• _EXERCISE BRIEF_:
Count the lines in the items below that contain the string "lemon", treating uppercase and lowercase as different. Reply with the number alone.

[Items from an annotation dataset]
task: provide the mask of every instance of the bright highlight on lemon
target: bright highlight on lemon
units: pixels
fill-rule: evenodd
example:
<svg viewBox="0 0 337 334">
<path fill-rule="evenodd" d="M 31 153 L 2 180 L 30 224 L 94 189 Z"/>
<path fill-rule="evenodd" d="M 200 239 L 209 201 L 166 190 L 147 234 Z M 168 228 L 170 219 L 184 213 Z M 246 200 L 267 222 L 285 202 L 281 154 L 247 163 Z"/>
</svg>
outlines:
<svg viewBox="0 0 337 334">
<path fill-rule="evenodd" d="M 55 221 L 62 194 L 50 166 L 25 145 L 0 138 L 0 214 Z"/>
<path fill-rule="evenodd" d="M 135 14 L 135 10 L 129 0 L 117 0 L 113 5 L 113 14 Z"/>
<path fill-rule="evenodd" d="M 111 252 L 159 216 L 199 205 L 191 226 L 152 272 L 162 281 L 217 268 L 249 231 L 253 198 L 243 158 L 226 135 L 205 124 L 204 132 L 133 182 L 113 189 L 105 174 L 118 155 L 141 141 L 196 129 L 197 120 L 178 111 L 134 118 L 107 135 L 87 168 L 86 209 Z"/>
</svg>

• _OUTPUT FOR THIS TASK_:
2